To do:
1. In the cold-weather forum thread, where is NogDog going on vacation next week?
2. Reproduce the cold-weather forum thread word for word, from "## D/W (Dec" up to and including "reach down there?)".
3. Pick up the cold-weather forum thread after its last post and keep it going.

— START OF Excerpt —

# Cold where you're at??



## StarDozer13 (May 21, 2014)

Hi!!!

It's 10 degrees right now. what do you do when it's too cold to go outside?? snowing also. I slept all day today a and mom got mad at me because I didn't do anything around the house.


----------



## NogDog (May 1, 2009)

It's predicted to get down to 19F here in NE NJ, which is pretty cold for this region. (Single-digit temps are very rare here, generally.) We're expecting snow tomorrow, but only an inch (subject to change without notice, of course).


----------



## Betsy the Quilter (Oct 27, 2008)

Hey, Stardozer, great to see you!

Gonna be cold here overnight.  When I checked the temp this morning in Hibbing, MN where my relatives are
it was -22, but going up to zero.  

Betsy


----------



## Jane917 (Dec 29, 2009)

Compared to the rest of the country, the PNW is quite balmy. Temps in the 20s and 30s, light snow on the ground. However, in western WA we are having lots of flooding. I am in central WA, and conditions are quite reasonable. I read on CNN today that 70% of the US population is having frigid temps. I am thinking of all of you.


----------



## StarDozer13 (May 21, 2014)

Betsy the Quilter said:


> Hey, Stardozer, great to see you!
> 
> Gonna be cold here overnight. When I checked the temp this morning in Hibbing, MN where my relatives are
> it was -22, but going up to zero.
> ...


hi!!!!


----------



## StarDozer13 (May 21, 2014)

Bump.


----------



## Sandpiper (Oct 28, 2008)

Currently it's 1 -- feels like -15. Tomorrow forecasted to be coldest day of this week.

*ETA:* Now at 5:10 p.m. it's 7 -- still feels like -15. Snow not so much a problem. *COLD!*


----------



## Betsy the Quilter (Oct 27, 2008)

Temp here in Alexandria VA is 23.5; snowing. Minus 3 in Hibbing, MN where my relatives live.

I need to do some sewing....

Sent from my iPhone using Tapatalk


----------



## KindleGirl (Nov 11, 2008)

Currently it's 10 here in northern IN. We got several inches of snow overnight. Very cold for the next couple of days with windchill warnings. -15 to -30 expected for the next 2 days.  Brrrr


----------



## D/W (Dec 29, 2010)

We saw snowflakes at our house early one morning last week, which is very rare here. It's 81 degrees right now, at 11:20 in the morning!


----------



## NogDog (May 1, 2009)

Low 20s right now, with a predicted low tonight of 6F, after which it starts to slowly warm up toward the weekend with highs in the mid 30s -- which will make me look forward even more to my vacation in Phoenix AZ next week.  (Hopefully the worst of the Polar Vortex won't reach down there?)

— END OF Excerpt —
— START OF Dataset content —

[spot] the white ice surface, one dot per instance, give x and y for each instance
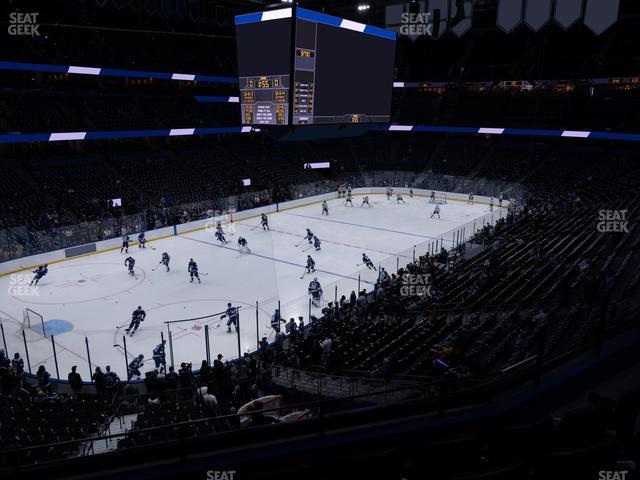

— END OF Dataset content —

In response:
1. Phoenix, AZ.

2.
## D/W (Dec 29, 2010)

We saw snowflakes at our house early one morning last week, which is very rare here. It's 81 degrees right now, at 11:20 in the morning!


----------



## NogDog (May 1, 2009)

Low 20s right now, with a predicted low tonight of 6F, after which it starts to slowly warm up toward the weekend with highs in the mid 30s -- which will make me look forward even more to my vacation in Phoenix AZ next week.  (Hopefully the worst of the Polar Vortex won't reach down there?)

3.
----------



## deckard (Jan 13, 2011)

71 degrees and sunny. Sitting in my shorts and t-shirt.

Deckard


----------



## balaspa (Dec 27, 2009)

Yep. The high here tomorrow will probably not get above 0.


----------



## msdanielle28 (Jun 12, 2011)

18 here but feels like below zero. This evening getting into the single digits, but the wind, did I say the wind makes everything worse. All this week we're in the single digits but can't complain much as the snow has held off much here. By now we would've been dumped with snow, and frigid temps.


----------



## crebel (Jan 15, 2009)

Cold now, but the entire state of Iowa is expected to have wind chills tomorrow of -30 to -45 below.  Every school in the state has already cancelled classes for tomorrow because of temperatures. YUCK.


----------



## Natasha Holme (May 26, 2012)

Warmest winter I remember in the UK. And I'm forty-five.


----------



## Tuttle (Jun 10, 2010)

Currently we're expecting Thursday to have no school (which I'd love, I don't want to go to work on Thursday in this weather). It's been at least 2 days now of negative wind chill, and we're expecting at least two days more. Eventually there will be at least an hour where it'll feel like it is as warm as 0F out. 

Tomorrow I have off work and am planning on spending it entirely inside with my kindle and yarn. Same plan for Thursday if there's no school.


----------



## mlewis78 (Apr 19, 2009)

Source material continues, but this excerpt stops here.